■ **PASSAGE FOR REVIEW**
Content starts

It is crazy to me that sitting here in Starbucks I just stared at my blank blog post title trying to think of something to call this post... well anxiety is the best I could come up with. While I feel like this explanation isn't necessary I also feel like this blog has been the best thing that happened to me in high school and it deserves more than being a little neglected.
Five years ago (crazy how time flies) I started my freshman year of high school and if I could sum it up in a few words I think I would choose - the suckiest thing ever. If you want to know a little more about what I mean you can check out my super cringe-worthy video I made four years ago - here (brace yourself).
Fast forward four years after that video and anxiety was a thing of the past for me. It was almost like I couldn't remember how bad anxiety could make me feel. I was doing great, feeling great and stopped taking any medicine two years ago. Then like this massive dark cloud (think hurricane type cloud) anxiety came back into my life. My body was shaky, my mind was racing and I couldn't do anything. Class became a struggle and I decided to hide out at my parent's for a while. Anxiety has a way of making you feel like you are dying - everything has this looming hopeless doom over it and as soon as my eyes opened in the morning I knew what kind of day it was going to be. I was going to spend my day choking down tears, pretending I am ok all the while hoping that no one knew exactly how bad I felt. The past few weeks has been hell and instead of feeling in control I have been watching my body and myself go through the motions of life like an outsider.

Content ends

■ **ENTRIES PROVIDED**

Content starts

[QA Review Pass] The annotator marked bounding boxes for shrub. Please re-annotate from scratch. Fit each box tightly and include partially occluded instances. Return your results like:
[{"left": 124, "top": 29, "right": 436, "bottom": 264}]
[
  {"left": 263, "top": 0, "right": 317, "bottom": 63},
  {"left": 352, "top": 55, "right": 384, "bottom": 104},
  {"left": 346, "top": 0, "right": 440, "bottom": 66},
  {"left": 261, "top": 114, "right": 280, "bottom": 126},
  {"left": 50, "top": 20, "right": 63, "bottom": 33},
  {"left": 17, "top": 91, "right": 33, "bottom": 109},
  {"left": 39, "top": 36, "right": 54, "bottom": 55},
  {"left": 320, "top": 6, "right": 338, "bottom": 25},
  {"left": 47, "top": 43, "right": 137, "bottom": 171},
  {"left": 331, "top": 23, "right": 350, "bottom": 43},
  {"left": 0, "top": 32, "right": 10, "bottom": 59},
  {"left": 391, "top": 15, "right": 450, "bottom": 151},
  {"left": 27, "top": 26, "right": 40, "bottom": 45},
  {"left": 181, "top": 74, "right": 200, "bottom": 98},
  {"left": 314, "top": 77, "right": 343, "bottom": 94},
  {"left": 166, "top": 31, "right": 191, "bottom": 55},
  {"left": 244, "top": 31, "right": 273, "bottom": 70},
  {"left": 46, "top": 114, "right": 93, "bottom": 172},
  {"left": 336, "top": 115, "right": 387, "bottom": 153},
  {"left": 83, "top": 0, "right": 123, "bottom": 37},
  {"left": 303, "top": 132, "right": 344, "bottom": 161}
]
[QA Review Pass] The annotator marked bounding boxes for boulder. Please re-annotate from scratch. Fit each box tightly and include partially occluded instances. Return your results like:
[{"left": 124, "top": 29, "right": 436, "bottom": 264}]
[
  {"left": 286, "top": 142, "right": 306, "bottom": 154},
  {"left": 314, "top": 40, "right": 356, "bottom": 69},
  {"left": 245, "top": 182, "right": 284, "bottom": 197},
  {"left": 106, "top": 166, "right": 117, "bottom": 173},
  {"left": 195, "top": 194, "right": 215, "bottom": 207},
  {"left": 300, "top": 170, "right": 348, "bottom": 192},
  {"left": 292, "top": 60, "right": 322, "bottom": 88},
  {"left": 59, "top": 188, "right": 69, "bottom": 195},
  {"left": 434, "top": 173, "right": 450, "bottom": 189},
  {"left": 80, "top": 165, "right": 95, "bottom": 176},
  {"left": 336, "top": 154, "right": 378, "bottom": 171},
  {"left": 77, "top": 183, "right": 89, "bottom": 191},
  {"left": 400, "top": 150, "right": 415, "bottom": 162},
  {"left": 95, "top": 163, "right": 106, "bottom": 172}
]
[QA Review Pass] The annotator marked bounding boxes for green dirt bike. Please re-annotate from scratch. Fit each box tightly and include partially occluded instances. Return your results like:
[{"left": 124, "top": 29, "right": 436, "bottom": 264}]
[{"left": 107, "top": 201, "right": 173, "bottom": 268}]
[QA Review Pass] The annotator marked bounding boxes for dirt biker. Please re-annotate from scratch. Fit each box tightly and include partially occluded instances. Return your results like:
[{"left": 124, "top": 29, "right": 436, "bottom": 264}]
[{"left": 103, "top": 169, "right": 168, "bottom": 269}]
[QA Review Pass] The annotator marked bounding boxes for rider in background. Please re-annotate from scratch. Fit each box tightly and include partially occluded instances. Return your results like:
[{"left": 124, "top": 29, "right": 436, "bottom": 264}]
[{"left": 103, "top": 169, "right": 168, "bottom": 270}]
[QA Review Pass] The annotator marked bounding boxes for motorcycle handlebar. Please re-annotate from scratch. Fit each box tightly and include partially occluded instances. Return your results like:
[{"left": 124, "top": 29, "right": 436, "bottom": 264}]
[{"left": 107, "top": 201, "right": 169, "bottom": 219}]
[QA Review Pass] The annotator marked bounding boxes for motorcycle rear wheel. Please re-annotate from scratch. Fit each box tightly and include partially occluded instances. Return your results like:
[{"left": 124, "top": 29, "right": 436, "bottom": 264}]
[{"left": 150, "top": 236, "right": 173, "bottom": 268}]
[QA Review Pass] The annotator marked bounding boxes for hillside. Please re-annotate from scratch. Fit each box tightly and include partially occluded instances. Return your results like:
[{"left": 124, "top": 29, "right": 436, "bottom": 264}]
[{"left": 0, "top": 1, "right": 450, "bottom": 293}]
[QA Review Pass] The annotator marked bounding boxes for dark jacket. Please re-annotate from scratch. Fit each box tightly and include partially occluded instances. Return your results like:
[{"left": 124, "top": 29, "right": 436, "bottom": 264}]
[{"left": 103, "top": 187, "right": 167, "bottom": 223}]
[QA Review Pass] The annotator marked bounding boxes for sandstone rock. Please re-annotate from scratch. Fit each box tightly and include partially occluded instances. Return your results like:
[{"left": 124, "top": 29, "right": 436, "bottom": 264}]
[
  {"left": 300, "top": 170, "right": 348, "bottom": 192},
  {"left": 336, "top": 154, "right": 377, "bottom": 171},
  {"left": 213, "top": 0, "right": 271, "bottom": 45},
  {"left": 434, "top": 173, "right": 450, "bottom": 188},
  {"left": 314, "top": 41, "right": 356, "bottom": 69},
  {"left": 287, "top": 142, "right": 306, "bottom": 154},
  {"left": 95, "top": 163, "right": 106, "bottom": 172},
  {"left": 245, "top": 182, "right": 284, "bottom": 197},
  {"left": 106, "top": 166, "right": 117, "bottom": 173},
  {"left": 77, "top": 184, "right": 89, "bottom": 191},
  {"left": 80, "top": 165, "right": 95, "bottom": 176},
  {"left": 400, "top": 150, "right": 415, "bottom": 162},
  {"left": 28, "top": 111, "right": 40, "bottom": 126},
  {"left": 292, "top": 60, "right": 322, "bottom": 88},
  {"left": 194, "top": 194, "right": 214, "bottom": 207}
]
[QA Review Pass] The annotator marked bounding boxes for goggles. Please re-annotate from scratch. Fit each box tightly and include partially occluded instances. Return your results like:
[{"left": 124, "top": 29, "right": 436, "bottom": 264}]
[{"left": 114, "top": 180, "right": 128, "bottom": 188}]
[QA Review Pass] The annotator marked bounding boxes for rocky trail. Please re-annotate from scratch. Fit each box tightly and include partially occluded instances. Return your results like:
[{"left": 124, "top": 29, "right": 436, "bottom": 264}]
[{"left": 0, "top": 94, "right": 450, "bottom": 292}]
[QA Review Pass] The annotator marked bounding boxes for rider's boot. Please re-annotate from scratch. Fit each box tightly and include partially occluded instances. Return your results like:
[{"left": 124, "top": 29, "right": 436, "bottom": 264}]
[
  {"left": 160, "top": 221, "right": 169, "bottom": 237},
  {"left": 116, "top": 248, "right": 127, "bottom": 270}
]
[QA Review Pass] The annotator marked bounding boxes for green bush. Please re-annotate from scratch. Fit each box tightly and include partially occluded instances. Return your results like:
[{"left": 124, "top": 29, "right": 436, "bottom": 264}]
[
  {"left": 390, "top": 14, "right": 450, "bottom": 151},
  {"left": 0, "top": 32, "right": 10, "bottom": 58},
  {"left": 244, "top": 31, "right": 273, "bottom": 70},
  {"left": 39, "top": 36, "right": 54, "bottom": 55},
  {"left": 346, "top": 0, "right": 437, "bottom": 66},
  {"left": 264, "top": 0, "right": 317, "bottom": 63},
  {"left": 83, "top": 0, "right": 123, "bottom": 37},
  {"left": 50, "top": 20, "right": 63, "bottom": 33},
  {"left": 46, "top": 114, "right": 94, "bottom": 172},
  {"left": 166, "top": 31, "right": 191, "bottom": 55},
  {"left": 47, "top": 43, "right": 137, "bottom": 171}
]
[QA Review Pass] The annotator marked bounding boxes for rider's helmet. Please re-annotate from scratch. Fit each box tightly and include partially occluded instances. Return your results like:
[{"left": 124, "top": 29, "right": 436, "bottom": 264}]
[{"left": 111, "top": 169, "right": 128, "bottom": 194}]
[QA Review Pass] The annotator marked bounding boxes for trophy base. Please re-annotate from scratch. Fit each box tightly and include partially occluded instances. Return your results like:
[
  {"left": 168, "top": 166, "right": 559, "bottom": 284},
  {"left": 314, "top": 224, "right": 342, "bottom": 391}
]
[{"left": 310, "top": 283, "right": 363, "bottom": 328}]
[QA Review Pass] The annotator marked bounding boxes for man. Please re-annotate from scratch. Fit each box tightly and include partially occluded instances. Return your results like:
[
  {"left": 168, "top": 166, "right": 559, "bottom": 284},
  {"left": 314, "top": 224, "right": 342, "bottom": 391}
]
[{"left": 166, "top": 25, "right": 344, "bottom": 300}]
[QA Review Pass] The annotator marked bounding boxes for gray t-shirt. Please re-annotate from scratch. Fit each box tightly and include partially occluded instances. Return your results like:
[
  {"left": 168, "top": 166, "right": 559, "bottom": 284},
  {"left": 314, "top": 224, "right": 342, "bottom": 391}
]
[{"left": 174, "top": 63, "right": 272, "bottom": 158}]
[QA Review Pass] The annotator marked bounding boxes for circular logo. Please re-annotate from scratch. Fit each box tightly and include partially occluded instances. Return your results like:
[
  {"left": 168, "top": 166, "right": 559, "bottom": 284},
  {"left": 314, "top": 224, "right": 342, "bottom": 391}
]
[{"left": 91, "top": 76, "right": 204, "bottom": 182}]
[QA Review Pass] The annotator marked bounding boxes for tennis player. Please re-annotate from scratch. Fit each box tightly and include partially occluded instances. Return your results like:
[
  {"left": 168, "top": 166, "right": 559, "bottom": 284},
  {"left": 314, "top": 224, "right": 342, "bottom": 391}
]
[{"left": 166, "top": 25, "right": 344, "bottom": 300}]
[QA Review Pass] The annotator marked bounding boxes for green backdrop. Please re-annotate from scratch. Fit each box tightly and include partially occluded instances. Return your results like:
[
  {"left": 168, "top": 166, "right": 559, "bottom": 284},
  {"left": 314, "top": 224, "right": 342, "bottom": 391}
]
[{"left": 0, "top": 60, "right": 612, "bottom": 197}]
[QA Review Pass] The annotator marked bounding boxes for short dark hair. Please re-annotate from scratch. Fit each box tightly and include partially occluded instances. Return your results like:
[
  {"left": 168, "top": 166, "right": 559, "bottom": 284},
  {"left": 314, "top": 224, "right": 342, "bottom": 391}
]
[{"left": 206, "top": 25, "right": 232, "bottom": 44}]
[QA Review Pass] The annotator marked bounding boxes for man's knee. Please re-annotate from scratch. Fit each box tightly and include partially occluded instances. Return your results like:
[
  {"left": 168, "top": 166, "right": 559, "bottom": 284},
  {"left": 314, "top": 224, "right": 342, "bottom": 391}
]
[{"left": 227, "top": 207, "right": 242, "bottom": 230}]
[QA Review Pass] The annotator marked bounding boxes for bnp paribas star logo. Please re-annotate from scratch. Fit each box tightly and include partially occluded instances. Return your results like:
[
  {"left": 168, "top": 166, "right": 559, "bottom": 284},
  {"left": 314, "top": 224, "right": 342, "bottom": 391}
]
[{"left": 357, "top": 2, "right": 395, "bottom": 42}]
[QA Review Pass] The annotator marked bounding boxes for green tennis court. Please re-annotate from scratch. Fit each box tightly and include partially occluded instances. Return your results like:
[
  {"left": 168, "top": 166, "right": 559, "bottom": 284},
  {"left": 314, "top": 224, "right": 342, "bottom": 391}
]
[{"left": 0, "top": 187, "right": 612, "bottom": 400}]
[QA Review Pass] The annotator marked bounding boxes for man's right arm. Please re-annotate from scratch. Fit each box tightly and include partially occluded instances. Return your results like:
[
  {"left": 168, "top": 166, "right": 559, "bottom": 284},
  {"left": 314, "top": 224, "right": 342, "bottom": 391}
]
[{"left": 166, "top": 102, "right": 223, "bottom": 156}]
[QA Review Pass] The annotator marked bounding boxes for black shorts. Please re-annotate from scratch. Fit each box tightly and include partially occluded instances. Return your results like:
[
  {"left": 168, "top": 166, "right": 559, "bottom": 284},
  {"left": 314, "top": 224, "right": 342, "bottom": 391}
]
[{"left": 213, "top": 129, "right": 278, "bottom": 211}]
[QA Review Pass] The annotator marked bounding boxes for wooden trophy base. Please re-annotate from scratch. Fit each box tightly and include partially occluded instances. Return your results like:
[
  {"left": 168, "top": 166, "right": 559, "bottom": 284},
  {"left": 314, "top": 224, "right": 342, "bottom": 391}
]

Content ends

■ **REQUIREMENT A**
Repeat the blog post about anxiety word for word, starting at "It is crazy" and ending at "a little neglected.".
■ **REQUIREMENT B**
Carry on writing the blog post about anxiety, starting after its last sentence.
The items have nothing to do with the blog post about anxiety.

■ **ANSWER BOX A**
It is crazy to me that sitting here in Starbucks I just stared at my blank blog post title trying to think of something to call this post... well anxiety is the best I could come up with. While I feel like this explanation isn't necessary I also feel like this blog has been the best thing that happened to me in high school and it deserves more than being a little neglected.

■ **ANSWER BOX B**
Why am I telling you this? Well thankfully I do have a support system and people who care about me and love me, but sometimes that isn't enough. Sometimes having someone hug you and tell you it's going to be ok while they are living their life and you can't seem to get yours back hurts even more. SO this post serves two purposes. 1) You guys need a little explanation on why I am slacking lately. It is not because I don't want to blog - I do but right now I just can't. 2) I hope someone is reading this and nodding along with everything I am saying, not because I want anyone to ever feel the way I do, but because I really needed a post like this to make me feel like I wasn't alone. That I am not crazy and that this is just a bump in my life.
I did this five years ago - it sucked and I never wanted to do it again, but we all know life doesn't work that way. These were the cards I was dealt. Every single day I am angry about them but I really want to learn how to play the game of anxiety. I also want to find a way to make this more a part of my blog because right now my life isn't fantastic clothes and Instagram pictures. It is hard and people need to not only get the highlight reel.
If you made it this far... THANK YOU. For supporting me just by reading this and for taking a minute to understand someone's struggles.